- [ARBEITSAUFTRAG 1]:
Beantworte anhand des Textauszugs die folgenden Fragen:
(a) Ab welchem Jahr wurde der Slogan durch einen Artikel von Charlotte Keyes in Amerika berühmt?
(b) Von wem stammt die Grafik, durch die die Devise 1981 in ganz Deutschland populär wurde?
(c) Auf welchen amerikanischen Lyriker geht der Spruch laut dem Textauszug zurück?

- [TEXTAUSZUG]:
Dieser wohl beliebteste Slogan der Friedensbewegung wurde durch einen Artikel der Autorin Charlotte Keyes ab 1966 in Amerika in der Version "Suppose They Gave a War and No One Came" berühmt, und kam Ende der 1970er Jahren auch in Deutschland auf, wo er bald irrtümlich Bertolt Brecht untergeschoben wurde.
Der einflussreiche Sprachkritiker und Sprachstillehrer Wolf Schneider zum Beispiel illustrierte mit diesem amerikanischen Zitat irrtümlich die Größe von Bertolt Brechts Sprache, "in der gemeisselten Einfachheit, die er an
Luther schulte":
2008, Pseudo-Bertolt-Brecht-Zitat:
- "Der
Dichter Bert Brecht aber hat für die deutsche Sprache und durch sie
Grosses geleistet: zum einen in der gemeisselten Einfachheit, die er an
Luther schulte ('Stell dir vor, es ist Krieg und keiner geht hin'), zum
anderen in der frechen, zynischen Kraft - von der 'Dreigroschenoper'
[...] bis zu seinem 'Zweiten Psalm' ".
Wolf Schneider: "Bert Brecht, begnadetes Scheusal", NZZ, 1. Juli 2008 (Link)
Grafik von Johannes Hartmann, Hamburg 1981. |
1981 wird diese pazifistische Devise durch die Grafik des Hamburger Designers Johannes Hartmann in ganz Deutschland populär, und obwohl Ralf Bülow 1983 im 'Sprachdienst', Siegfried Unseld 1991 in einem Leserbrief an die FAZ und schließlich Christoph Drösser 2002 in der ZEIT-Kolumne "Stimmt's?" und viele andere darauf hinwiesen, dass der Spruch auf den amerikanischen Lyriker Carl Sandburg zurückgeht und mit Bertolt Brecht nichts zu tun hat, wird der Slogan auch 2018 noch Bertolt Brecht untergeschoben.
In einer längeren Fassung wurden diesem antimilitaristischen Spruch Zeilen aus einem Gedicht Bertolt Brechts angehängt und der gesamte Text Bertolt Brecht irrtümlich zugeschrieben.
Pseudo-Bertolt-Brecht-Zitat:
- "Stell Dir vor, es ist Krieg und keiner geht hin. (1)
Dann kommt der Krieg zu Euch! (2)
Wer zu Hause bleibt, wenn der Kampf beginnt, und läßt andere kämpfen für seine Sache, der muß sich vorsehen: Denn wer den Kampf nicht geteilt hat, der wird teilen die Niederlage. Nicht einmal Kampf vermeidet, wer den Kampf vermeiden will, denn er wird kämpfen für die Sache des Feindes, wer für seine eigene Sache nicht gekämpft hat." (3)
Weder der erste Satz (1 'Stell dir vor ..') noch der zweite Satz (2 'Dann kommt..') dieses Slogans hat etwas mit Bertolt Brecht zu tun, wobei der zweite Satz völlig der pazifistischen Aussage des ersten widerspricht.
(1): "Stell Dir vor, es ist Krieg und keiner geht hin."
"Suppose They Gave a War and No One Came", war ein Slogan amerikanischer Hippies und Kriegsdienstverweigerer, von denenen einige lieber Jahre im Gefängnis verbrachten als im Krieg gegen Vietnam zu kämpfen.

- [ÜBUNGSMATERIAL]:
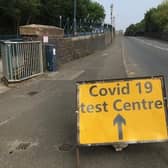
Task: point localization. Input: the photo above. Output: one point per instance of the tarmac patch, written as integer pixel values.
(65, 148)
(18, 146)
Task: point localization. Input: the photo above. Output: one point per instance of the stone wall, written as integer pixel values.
(161, 36)
(69, 49)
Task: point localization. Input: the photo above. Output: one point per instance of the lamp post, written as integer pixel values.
(112, 6)
(75, 26)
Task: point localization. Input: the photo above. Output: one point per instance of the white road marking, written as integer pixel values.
(152, 45)
(5, 121)
(105, 54)
(3, 88)
(77, 75)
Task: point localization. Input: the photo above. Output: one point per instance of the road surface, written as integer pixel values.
(38, 121)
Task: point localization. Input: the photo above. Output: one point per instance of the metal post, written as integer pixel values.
(112, 6)
(75, 26)
(60, 21)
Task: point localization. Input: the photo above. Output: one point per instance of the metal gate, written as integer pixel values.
(21, 60)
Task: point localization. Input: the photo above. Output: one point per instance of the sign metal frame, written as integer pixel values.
(119, 80)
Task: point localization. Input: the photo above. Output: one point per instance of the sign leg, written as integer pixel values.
(77, 157)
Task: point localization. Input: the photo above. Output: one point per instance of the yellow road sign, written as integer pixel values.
(130, 110)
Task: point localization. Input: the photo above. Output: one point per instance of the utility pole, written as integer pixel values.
(75, 24)
(112, 6)
(60, 21)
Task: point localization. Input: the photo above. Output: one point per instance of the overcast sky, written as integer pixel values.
(127, 11)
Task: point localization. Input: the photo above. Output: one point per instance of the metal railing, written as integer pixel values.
(21, 60)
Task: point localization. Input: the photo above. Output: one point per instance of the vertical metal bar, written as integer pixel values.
(21, 61)
(26, 49)
(77, 157)
(14, 61)
(37, 60)
(10, 61)
(17, 61)
(31, 58)
(41, 57)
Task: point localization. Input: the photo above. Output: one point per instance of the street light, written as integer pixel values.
(112, 6)
(75, 26)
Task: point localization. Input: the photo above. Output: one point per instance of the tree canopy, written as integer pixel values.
(155, 20)
(14, 13)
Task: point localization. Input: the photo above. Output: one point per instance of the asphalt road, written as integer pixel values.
(38, 121)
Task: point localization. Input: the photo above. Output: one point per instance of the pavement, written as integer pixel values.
(38, 121)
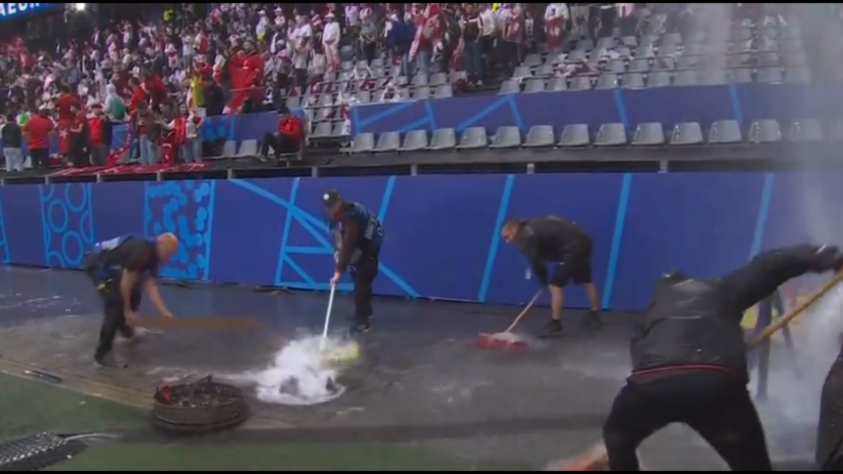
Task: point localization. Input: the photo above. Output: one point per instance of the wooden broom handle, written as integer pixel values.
(523, 312)
(781, 322)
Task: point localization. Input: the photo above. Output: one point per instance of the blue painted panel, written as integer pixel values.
(700, 223)
(24, 225)
(110, 219)
(668, 105)
(804, 207)
(238, 207)
(590, 200)
(442, 232)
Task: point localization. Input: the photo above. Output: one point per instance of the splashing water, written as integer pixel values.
(299, 375)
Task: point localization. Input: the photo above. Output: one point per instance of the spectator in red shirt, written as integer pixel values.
(64, 104)
(98, 127)
(37, 132)
(79, 149)
(289, 138)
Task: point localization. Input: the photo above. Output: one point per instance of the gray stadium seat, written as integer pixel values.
(770, 74)
(421, 93)
(648, 134)
(322, 130)
(532, 60)
(415, 140)
(712, 78)
(639, 65)
(644, 51)
(617, 66)
(535, 85)
(522, 71)
(575, 135)
(798, 75)
(658, 79)
(558, 84)
(506, 137)
(510, 86)
(388, 142)
(633, 81)
(419, 80)
(607, 80)
(765, 131)
(687, 133)
(835, 131)
(540, 136)
(794, 60)
(437, 79)
(443, 139)
(444, 91)
(685, 78)
(724, 132)
(807, 130)
(741, 75)
(339, 130)
(611, 134)
(363, 143)
(473, 138)
(605, 42)
(581, 83)
(576, 55)
(293, 102)
(363, 97)
(545, 70)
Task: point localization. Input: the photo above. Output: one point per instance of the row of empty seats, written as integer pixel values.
(657, 79)
(609, 134)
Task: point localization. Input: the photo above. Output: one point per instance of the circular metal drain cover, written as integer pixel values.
(198, 407)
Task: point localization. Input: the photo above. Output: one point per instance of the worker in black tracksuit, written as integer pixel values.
(121, 268)
(689, 361)
(554, 239)
(358, 237)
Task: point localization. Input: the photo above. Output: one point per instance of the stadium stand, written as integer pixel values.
(342, 80)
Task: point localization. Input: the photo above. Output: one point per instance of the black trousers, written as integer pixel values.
(363, 274)
(39, 158)
(717, 406)
(114, 318)
(279, 143)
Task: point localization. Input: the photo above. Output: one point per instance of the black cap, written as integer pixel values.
(330, 198)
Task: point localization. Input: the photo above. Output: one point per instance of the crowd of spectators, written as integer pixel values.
(162, 71)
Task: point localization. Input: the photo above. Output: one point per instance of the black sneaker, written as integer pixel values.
(127, 332)
(110, 361)
(362, 326)
(552, 329)
(592, 320)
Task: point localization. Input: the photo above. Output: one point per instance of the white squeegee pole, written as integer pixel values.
(327, 318)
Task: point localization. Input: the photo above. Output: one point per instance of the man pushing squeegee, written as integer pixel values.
(689, 362)
(554, 239)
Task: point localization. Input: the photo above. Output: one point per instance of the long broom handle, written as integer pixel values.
(781, 322)
(327, 318)
(523, 312)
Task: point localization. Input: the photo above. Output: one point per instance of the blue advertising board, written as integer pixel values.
(442, 232)
(11, 11)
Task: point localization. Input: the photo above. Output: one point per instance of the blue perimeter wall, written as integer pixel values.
(668, 105)
(442, 231)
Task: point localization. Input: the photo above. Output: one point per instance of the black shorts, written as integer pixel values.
(576, 268)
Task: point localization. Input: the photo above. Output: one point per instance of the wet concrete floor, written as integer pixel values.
(420, 379)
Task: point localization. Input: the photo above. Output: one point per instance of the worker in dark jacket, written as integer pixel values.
(358, 235)
(553, 239)
(689, 360)
(121, 268)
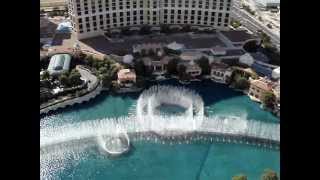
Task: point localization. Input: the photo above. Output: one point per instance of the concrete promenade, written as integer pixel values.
(94, 89)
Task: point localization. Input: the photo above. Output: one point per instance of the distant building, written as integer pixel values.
(276, 73)
(262, 69)
(92, 18)
(158, 67)
(126, 77)
(218, 51)
(258, 87)
(64, 27)
(147, 47)
(268, 4)
(238, 38)
(175, 46)
(193, 69)
(246, 59)
(47, 30)
(191, 55)
(59, 63)
(220, 72)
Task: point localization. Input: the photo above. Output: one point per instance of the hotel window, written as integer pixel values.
(141, 4)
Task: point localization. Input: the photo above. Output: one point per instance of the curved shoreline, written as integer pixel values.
(196, 136)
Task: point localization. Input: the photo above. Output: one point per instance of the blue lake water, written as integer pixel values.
(147, 160)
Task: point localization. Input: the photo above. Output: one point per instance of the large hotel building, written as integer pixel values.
(93, 17)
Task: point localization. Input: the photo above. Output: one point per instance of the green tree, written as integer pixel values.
(239, 177)
(235, 24)
(143, 52)
(269, 174)
(106, 80)
(268, 99)
(45, 75)
(64, 80)
(203, 63)
(103, 70)
(140, 82)
(242, 83)
(151, 52)
(172, 66)
(140, 68)
(89, 60)
(251, 46)
(74, 78)
(145, 30)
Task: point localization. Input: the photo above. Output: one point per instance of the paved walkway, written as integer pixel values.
(94, 88)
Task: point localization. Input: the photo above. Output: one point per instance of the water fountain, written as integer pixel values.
(151, 123)
(151, 118)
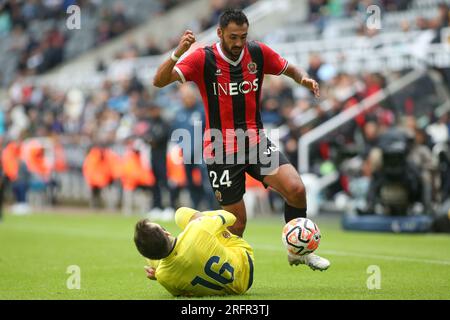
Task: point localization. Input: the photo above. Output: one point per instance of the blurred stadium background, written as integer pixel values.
(78, 110)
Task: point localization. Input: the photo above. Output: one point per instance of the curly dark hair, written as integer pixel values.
(151, 241)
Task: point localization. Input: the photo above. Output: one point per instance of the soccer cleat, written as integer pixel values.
(311, 260)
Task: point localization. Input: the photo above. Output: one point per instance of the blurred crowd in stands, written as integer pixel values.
(128, 114)
(323, 11)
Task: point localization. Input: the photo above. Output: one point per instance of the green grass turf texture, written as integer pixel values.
(36, 250)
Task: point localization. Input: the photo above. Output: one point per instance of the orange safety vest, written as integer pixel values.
(176, 173)
(97, 169)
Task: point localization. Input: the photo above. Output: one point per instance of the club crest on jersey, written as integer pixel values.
(252, 67)
(218, 195)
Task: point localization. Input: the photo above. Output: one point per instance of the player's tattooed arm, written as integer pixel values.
(303, 79)
(166, 74)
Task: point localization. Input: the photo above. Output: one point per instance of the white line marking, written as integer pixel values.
(362, 255)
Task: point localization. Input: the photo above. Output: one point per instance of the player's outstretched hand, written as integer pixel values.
(150, 271)
(312, 85)
(187, 39)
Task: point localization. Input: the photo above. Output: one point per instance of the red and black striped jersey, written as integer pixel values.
(231, 90)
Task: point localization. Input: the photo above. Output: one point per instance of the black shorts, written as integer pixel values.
(228, 177)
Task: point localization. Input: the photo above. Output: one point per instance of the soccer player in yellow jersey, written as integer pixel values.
(205, 259)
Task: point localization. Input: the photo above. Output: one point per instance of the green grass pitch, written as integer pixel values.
(36, 250)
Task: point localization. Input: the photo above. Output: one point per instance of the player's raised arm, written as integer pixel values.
(302, 78)
(166, 74)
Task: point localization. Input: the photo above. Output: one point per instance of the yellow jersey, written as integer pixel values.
(206, 259)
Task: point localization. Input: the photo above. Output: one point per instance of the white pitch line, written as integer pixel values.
(362, 255)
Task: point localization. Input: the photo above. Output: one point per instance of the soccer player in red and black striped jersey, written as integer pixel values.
(229, 75)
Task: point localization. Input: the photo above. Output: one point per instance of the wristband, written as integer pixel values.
(174, 57)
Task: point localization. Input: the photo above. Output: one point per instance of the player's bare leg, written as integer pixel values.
(238, 209)
(288, 183)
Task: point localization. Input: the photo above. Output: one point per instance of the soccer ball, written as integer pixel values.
(301, 236)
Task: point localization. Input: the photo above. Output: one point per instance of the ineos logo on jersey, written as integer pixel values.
(234, 88)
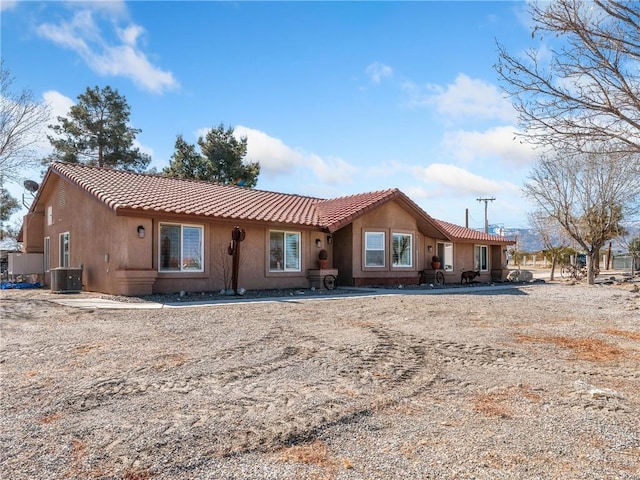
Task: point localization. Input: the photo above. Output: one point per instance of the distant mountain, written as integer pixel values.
(529, 241)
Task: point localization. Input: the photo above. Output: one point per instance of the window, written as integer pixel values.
(46, 258)
(445, 252)
(374, 249)
(65, 250)
(480, 258)
(181, 248)
(284, 251)
(402, 249)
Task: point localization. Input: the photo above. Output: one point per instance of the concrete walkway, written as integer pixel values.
(101, 303)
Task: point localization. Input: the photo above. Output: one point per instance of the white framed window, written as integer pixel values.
(181, 248)
(445, 253)
(46, 258)
(402, 249)
(65, 250)
(374, 251)
(284, 251)
(481, 258)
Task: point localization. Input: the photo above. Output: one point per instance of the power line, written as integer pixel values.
(486, 218)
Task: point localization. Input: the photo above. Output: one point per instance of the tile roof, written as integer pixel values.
(121, 190)
(338, 212)
(125, 191)
(457, 232)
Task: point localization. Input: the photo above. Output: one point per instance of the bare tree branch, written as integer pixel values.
(20, 119)
(589, 92)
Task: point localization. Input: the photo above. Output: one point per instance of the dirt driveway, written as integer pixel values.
(535, 382)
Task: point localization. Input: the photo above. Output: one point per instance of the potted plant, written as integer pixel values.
(323, 259)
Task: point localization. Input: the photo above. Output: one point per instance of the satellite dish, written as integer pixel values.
(31, 186)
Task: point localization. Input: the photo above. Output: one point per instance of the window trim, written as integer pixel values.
(181, 268)
(64, 258)
(441, 251)
(46, 257)
(477, 259)
(284, 268)
(383, 249)
(394, 263)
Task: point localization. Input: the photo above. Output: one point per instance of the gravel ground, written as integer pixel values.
(540, 381)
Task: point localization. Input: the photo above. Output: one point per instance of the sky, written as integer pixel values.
(335, 98)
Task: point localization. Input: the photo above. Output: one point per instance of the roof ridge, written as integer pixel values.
(180, 179)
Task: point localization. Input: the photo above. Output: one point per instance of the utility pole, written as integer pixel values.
(486, 218)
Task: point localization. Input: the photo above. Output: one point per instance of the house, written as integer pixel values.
(135, 234)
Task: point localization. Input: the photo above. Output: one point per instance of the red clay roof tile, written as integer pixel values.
(457, 232)
(122, 190)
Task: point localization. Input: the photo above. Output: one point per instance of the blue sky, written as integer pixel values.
(335, 98)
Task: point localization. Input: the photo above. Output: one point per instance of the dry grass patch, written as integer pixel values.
(495, 402)
(50, 418)
(584, 348)
(314, 453)
(170, 360)
(492, 404)
(623, 333)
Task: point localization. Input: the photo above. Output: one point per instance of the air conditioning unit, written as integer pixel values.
(66, 280)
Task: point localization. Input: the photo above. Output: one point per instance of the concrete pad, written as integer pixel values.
(100, 303)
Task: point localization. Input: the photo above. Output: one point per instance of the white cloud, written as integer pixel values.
(465, 98)
(7, 4)
(59, 104)
(278, 159)
(82, 35)
(453, 177)
(497, 142)
(376, 71)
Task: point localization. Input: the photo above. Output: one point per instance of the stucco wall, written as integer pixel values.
(389, 218)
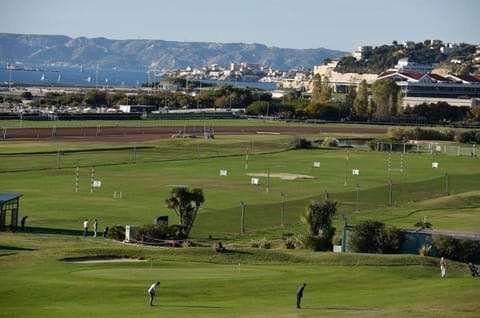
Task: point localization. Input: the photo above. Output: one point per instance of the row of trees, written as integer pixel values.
(380, 101)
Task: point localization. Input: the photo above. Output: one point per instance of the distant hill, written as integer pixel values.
(50, 50)
(459, 59)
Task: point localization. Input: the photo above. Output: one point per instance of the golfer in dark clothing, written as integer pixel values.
(300, 294)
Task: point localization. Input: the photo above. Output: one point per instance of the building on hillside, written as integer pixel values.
(360, 53)
(416, 88)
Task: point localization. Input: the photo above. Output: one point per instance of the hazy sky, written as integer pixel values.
(333, 24)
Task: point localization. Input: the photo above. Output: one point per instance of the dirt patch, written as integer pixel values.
(283, 176)
(101, 259)
(123, 134)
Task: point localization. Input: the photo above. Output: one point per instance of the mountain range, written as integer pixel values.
(59, 50)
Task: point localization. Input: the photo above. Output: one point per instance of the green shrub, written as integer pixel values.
(152, 233)
(417, 133)
(425, 250)
(364, 238)
(472, 136)
(289, 243)
(464, 250)
(391, 240)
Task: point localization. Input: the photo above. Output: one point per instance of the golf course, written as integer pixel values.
(50, 269)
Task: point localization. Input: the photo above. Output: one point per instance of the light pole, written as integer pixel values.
(446, 184)
(390, 195)
(242, 222)
(358, 188)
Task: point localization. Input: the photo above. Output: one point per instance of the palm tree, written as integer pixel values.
(318, 218)
(186, 204)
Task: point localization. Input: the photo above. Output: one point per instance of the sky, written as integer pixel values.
(299, 24)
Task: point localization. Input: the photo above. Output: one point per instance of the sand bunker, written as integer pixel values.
(101, 259)
(283, 176)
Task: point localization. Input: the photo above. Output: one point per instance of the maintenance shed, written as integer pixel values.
(9, 204)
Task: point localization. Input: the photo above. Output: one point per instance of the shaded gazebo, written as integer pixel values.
(9, 204)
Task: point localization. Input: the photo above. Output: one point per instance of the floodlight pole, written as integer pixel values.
(346, 167)
(242, 222)
(446, 184)
(390, 196)
(268, 179)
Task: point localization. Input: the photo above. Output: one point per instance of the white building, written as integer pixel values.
(406, 66)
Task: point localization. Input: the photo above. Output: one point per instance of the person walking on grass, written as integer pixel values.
(152, 290)
(95, 228)
(300, 294)
(443, 267)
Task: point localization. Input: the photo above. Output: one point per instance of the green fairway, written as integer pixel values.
(197, 282)
(246, 281)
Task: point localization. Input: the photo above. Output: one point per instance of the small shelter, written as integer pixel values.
(9, 204)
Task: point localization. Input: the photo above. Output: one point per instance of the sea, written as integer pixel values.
(97, 77)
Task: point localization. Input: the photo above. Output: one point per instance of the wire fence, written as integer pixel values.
(430, 148)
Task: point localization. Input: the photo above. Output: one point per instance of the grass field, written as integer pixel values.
(245, 282)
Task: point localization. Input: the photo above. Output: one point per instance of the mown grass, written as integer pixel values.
(198, 282)
(245, 282)
(163, 122)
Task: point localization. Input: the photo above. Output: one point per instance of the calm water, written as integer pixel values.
(100, 78)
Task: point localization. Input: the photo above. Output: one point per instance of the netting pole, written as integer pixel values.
(92, 179)
(401, 162)
(77, 174)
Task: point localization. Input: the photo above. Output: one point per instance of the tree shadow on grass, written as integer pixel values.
(16, 248)
(12, 250)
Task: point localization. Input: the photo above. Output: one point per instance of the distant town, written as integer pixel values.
(429, 72)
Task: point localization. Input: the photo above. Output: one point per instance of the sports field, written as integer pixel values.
(246, 281)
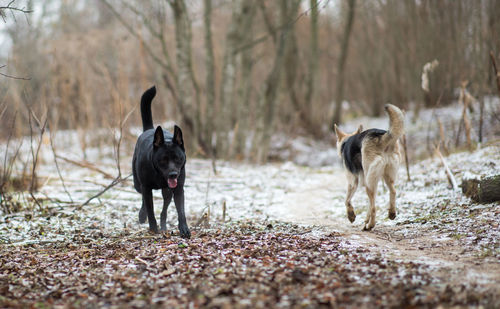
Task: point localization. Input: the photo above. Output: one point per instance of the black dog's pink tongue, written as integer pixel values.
(172, 183)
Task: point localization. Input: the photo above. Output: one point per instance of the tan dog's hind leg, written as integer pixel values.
(372, 177)
(389, 178)
(351, 189)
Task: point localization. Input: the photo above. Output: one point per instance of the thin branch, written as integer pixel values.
(13, 77)
(57, 165)
(276, 29)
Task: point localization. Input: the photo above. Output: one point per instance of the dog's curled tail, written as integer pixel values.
(396, 125)
(147, 117)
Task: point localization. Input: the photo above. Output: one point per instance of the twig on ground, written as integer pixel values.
(36, 154)
(87, 165)
(115, 181)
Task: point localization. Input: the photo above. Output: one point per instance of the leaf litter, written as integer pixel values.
(281, 240)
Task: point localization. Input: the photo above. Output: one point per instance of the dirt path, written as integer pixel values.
(447, 256)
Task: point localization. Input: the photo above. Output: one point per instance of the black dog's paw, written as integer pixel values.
(184, 231)
(153, 228)
(351, 215)
(142, 215)
(392, 215)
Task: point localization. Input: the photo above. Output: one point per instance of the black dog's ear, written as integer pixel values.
(159, 138)
(178, 137)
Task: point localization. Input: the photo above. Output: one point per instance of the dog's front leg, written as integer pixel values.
(167, 197)
(147, 199)
(179, 204)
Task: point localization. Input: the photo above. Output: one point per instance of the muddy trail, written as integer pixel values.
(263, 236)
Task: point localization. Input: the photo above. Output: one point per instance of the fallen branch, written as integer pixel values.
(497, 75)
(486, 190)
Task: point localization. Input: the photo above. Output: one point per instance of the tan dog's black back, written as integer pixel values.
(369, 156)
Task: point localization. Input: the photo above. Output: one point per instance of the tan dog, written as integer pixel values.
(371, 155)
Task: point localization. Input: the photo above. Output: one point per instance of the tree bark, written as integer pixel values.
(245, 86)
(228, 80)
(261, 142)
(210, 77)
(337, 116)
(185, 79)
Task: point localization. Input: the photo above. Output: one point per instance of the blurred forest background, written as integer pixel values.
(232, 73)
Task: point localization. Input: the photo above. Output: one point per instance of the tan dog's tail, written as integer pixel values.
(396, 125)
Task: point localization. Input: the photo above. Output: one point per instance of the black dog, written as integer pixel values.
(159, 163)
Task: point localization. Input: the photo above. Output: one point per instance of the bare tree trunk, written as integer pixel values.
(314, 56)
(228, 80)
(245, 86)
(261, 142)
(337, 116)
(210, 77)
(186, 81)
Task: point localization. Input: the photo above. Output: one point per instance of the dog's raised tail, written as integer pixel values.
(396, 125)
(147, 117)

- [ARBEITSAUFTRAG 2]:
Filtere aus den Einträgen jede Zeile heraus, die die Zeichenfolge "pitch" enthält, und gib diese Zeilen wieder. Achte dabei auf Groß- und Kleinschreibung.

- [RICHTIGE LÖSUNG 1]:
(a) Ab 1966.
(b) Von dem Hamburger Designer Johannes Hartmann.
(c) Auf Carl Sandburg.

- [RICHTIGE LÖSUNG 2]:
Task: point localization. Input: the photo above. Output: one point per instance of the green grass pitch, written as integer pixel values.
Task: point localization. Input: the photo above. Output: one point per instance of the white pitch line, written as integer pixel values.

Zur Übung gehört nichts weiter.